• _What needs to be done_: Give the data a second time, exactly and in full.

• _Input for this task_:
_ _ _

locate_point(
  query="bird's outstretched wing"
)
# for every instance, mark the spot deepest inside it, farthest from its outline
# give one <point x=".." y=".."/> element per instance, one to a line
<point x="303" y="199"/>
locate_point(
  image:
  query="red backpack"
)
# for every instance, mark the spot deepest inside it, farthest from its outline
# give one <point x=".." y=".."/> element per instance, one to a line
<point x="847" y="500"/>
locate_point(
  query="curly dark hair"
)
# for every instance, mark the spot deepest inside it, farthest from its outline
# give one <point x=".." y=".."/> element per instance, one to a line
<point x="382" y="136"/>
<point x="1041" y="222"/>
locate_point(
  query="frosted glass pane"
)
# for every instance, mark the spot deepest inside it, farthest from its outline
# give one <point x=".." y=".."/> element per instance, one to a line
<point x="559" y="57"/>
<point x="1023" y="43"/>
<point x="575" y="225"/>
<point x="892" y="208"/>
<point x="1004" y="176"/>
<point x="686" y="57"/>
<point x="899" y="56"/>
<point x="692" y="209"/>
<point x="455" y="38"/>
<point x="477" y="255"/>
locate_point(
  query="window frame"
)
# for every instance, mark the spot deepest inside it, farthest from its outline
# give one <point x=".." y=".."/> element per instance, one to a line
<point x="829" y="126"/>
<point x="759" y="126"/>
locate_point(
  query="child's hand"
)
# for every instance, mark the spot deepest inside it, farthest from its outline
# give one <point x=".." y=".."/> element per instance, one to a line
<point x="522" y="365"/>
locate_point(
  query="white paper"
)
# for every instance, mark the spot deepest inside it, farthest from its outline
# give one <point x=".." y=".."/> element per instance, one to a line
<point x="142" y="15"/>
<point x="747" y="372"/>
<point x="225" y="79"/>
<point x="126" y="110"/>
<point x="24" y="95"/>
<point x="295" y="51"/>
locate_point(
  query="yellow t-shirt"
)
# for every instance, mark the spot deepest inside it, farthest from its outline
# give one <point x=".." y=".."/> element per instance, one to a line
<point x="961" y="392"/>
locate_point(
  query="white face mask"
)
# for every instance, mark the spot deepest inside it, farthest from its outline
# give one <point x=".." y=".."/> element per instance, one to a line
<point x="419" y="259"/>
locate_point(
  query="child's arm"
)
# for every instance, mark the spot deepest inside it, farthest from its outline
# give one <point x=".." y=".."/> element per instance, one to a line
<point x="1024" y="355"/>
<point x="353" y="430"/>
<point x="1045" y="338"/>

_ _ _

• _Correct output_:
locate_point(
  query="bird's outstretched wing"
)
# for every instance, mark the spot deepest inside it, farthest from its outline
# give one <point x=".." y=".."/> element per instance, one to a line
<point x="303" y="199"/>
locate_point(
  image:
  query="red backpack"
)
# for every instance, mark the spot deepest inside it, farthest from its outline
# give one <point x=".." y=".."/> element per instance, one to a line
<point x="847" y="500"/>
locate_point(
  query="curly dark hair"
)
# for every instance, mark the spot deepest inside it, farthest from its outline
# give one <point x=".." y=".."/> element per instance, one to a line
<point x="382" y="136"/>
<point x="1041" y="222"/>
locate_point(
  query="frosted glass pane"
)
# for every instance, mark the spot deepest inside it, farthest from its outline
# give one <point x=".." y=".."/> element per instance, one to a line
<point x="559" y="57"/>
<point x="1023" y="43"/>
<point x="575" y="225"/>
<point x="892" y="208"/>
<point x="1004" y="176"/>
<point x="686" y="57"/>
<point x="899" y="56"/>
<point x="692" y="209"/>
<point x="455" y="38"/>
<point x="477" y="255"/>
locate_point(
  query="window frame"
)
# for every instance, mark the spot deepest inside it, farthest from its outline
# give one <point x=".." y=".."/> element per instance, one to a line
<point x="829" y="126"/>
<point x="759" y="126"/>
locate_point(
  query="child's hand"
)
# for every instance, mark the spot deepest inside it, farthest from its outline
# give one <point x=".." y=".."/> element per instance, one to a line
<point x="522" y="365"/>
locate_point(
  query="white paper"
)
# for every instance, mark the spot deepest inside it, farthest from its outline
# give one <point x=".." y=".."/> element per instance, one to a line
<point x="142" y="15"/>
<point x="747" y="372"/>
<point x="225" y="79"/>
<point x="126" y="110"/>
<point x="24" y="95"/>
<point x="295" y="51"/>
locate_point(
  query="yellow t-shirt"
)
# for every instance, mark the spot deepest inside it, farthest from its outline
# give one <point x=".." y=".."/> element per instance, one to a line
<point x="961" y="392"/>
locate_point(
  query="white face mask"
)
# for every instance, mark the spot deepest inside it, farthest from its outline
# give one <point x=".." y=".."/> element per instance, one to a line
<point x="419" y="259"/>
locate_point(
  query="child's arm"
)
# for every instance, mark the spot deepest inside it, farthest from its outline
# give one <point x=".." y=".."/> element per instance, one to a line
<point x="1024" y="355"/>
<point x="353" y="430"/>
<point x="1045" y="338"/>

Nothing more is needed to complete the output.